Saved entries

◇ ◇ ◇ ◇

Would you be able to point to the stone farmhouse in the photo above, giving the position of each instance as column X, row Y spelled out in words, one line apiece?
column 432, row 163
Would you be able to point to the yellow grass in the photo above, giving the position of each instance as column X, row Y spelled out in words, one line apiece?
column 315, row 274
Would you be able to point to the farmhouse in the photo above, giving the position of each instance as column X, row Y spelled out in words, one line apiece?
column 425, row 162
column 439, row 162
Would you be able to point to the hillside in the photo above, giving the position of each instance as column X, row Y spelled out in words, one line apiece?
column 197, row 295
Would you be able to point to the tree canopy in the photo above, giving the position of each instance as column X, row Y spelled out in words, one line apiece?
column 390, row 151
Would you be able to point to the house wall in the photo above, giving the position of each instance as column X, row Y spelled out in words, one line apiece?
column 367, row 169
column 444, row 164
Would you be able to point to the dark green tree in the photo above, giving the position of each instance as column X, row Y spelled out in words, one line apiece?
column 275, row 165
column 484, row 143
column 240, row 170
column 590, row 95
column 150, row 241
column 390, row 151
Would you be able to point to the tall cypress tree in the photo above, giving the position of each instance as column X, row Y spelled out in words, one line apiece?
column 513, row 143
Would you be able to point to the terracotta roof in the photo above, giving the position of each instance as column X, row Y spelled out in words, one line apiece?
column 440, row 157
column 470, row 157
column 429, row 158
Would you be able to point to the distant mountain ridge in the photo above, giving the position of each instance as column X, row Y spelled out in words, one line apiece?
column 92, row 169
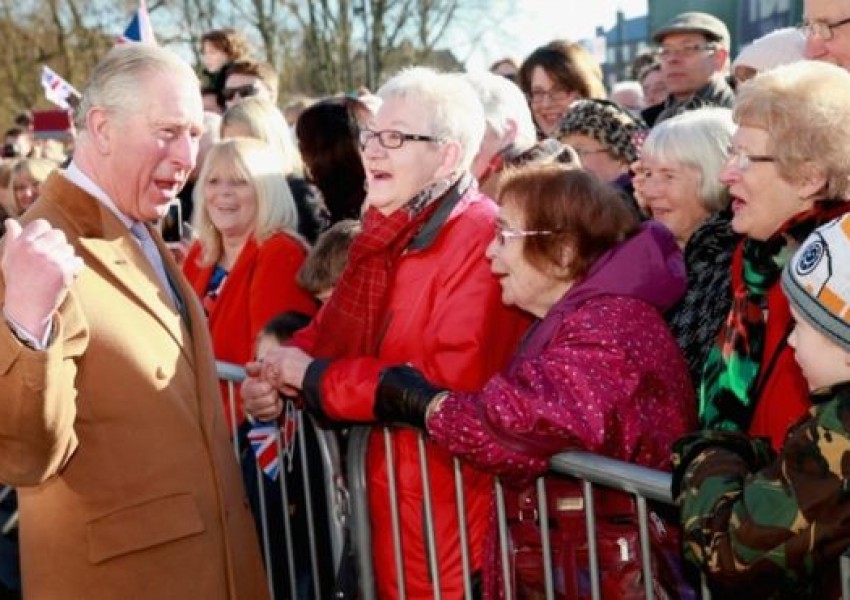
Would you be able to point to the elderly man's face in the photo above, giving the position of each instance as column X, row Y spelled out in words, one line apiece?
column 152, row 148
column 688, row 62
column 835, row 50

◇ ◇ ◇ ◇

→ **Exercise**: Print the records again exactly. Skip every picture.

→ **Answer to this exercise**:
Would you be able to point to the stone farmhouse in the photo above, giving the position of each instance as column X, row Y spelled out in words, one line apiece?
column 432, row 163
Would you be able to point to the yellow grass in the photo above, giving the position of each instance as column X, row Y spelled out in words, one line apiece?
column 315, row 274
Would you be able to point to the farmhouse in the photo above, giving the position of each instance as column X, row Y spelled out in words, one line apiece?
column 425, row 162
column 439, row 162
Would you be able to point to the hillside in the photo above, giving the position of each instance as column X, row Y spelled out in words, one line apiece?
column 197, row 295
Would you be able to point to the tree canopy in the photo above, giving the position of each instance as column X, row Y spelled out in words, one line apiece?
column 390, row 151
Would you be able to point to the house wall in the photo above, giving the position of each instance as column X, row Y spelled out in words, one line apiece?
column 367, row 169
column 444, row 164
Would you be able to point to the dark green tree in the photo above, giving the position of each instance as column X, row Y spelled out in words, one line apiece?
column 275, row 165
column 484, row 143
column 240, row 170
column 590, row 95
column 150, row 241
column 390, row 151
Would you be able to point to the tall cypress tree in the photo above, giving the position of each instance as column X, row Y spelled out in words, one line apiece?
column 513, row 143
Would you be able to point to the terracotta roof in the photo above, giving the position of each instance as column X, row Y spelled out in words, one line apiece?
column 440, row 157
column 470, row 157
column 429, row 158
Would you be able to point to the distant mountain ridge in the photo above, giving the position of each instance as column X, row Y spelled out in words, one line apiece?
column 92, row 169
Would you be able to point to the elderly man's face in the photo above, giving the position of each instance as column X, row Y spelled out in words, one line apiece?
column 152, row 148
column 688, row 62
column 835, row 50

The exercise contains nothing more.